[Listing excerpted from a collection]
_ _ _
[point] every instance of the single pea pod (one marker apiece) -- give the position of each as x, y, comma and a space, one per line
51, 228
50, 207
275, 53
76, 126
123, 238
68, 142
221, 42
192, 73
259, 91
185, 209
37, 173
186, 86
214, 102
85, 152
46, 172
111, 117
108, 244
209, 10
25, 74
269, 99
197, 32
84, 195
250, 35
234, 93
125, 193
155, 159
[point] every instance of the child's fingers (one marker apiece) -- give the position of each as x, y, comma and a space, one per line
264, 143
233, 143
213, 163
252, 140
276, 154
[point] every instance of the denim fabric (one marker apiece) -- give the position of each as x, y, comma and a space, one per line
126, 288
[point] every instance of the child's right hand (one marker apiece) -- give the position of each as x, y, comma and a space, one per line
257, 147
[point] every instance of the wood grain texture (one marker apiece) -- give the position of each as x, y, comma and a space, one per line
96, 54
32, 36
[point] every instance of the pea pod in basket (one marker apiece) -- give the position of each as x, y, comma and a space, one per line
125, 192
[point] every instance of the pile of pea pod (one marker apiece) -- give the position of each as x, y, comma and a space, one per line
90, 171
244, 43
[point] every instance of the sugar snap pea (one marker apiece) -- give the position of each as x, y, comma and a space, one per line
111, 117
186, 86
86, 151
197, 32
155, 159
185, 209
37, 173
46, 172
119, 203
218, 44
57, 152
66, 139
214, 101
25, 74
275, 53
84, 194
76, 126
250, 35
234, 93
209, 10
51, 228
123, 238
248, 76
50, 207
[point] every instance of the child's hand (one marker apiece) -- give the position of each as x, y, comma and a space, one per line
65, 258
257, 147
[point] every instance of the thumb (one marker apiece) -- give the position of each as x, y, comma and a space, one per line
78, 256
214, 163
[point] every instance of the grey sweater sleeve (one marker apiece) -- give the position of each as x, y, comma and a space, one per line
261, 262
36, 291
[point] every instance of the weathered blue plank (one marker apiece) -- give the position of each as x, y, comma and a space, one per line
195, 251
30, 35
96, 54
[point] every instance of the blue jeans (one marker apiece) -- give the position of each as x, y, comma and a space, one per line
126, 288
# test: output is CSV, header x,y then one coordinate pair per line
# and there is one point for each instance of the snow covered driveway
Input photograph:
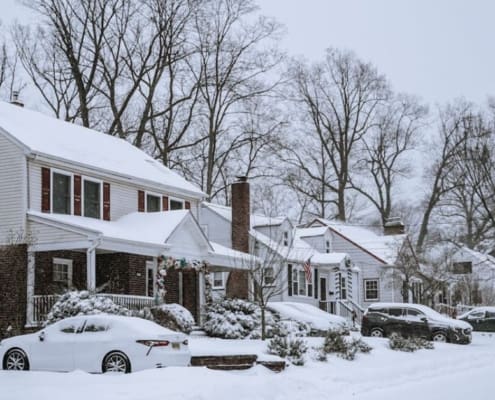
_ _ _
### Task
Rewrite every line of the listing from the line holding "[point] every instance of the thumb" through the end of the listing, inclusive, adding 89 to each coordinate in the answers. Omit the pictures from your answer.

### Solution below
[point] every instance of the thumb (one marker apiece) -- give the position of each as x, y, comma and a space, one per line
167, 345
303, 252
[point] every instance of the grey sweater sleeve (one marker apiece) -- give the position of each as x, y, comma and a space, one per line
350, 351
125, 380
[point] every instance of the weathered blue plank (one marker apiece) -- give the position of each as x, y, comma and a space, one per line
284, 340
119, 124
185, 143
[point] every instance of the blue jeans (one marker apiece) -- give the position of each as x, y, comma and a space, one per line
215, 377
# test: output is CSV, header x,y then one coordinate pair per line
# and there is one point for each instance of the snow covered driveway
Input photograph:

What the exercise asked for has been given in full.